WRITTEN REQUEST
Please lay out the lines below as a Markdown table with the columns No. and Line, numbering each row and skipping blank lines. Leave the pictures out of the answer.

ENTRIES SUPPLIED
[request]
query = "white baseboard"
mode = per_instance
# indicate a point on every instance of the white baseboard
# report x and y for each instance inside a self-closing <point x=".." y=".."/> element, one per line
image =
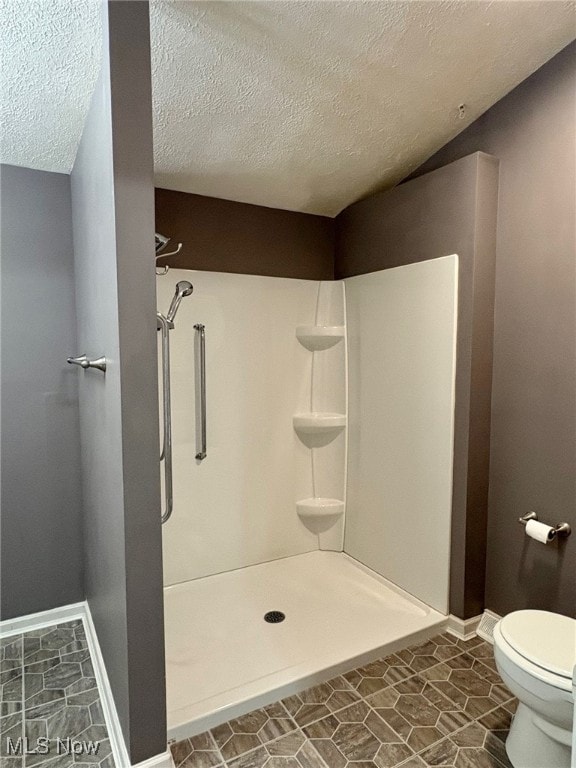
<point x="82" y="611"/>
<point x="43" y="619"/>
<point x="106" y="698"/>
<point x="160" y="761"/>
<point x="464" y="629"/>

TASK OUTPUT
| No. | Line |
|---|---|
| 1 | [request] |
| 2 | query = "white baseboard" |
| 3 | mode = per_instance |
| 4 | # indicate a point on every instance of the white baseboard |
| 5 | # report x and y for each instance inside a self-closing <point x=".." y=".."/> element, one per line |
| 6 | image = |
| 7 | <point x="82" y="611"/> |
| 8 | <point x="43" y="619"/> |
| 9 | <point x="106" y="698"/> |
| 10 | <point x="160" y="761"/> |
| 11 | <point x="464" y="629"/> |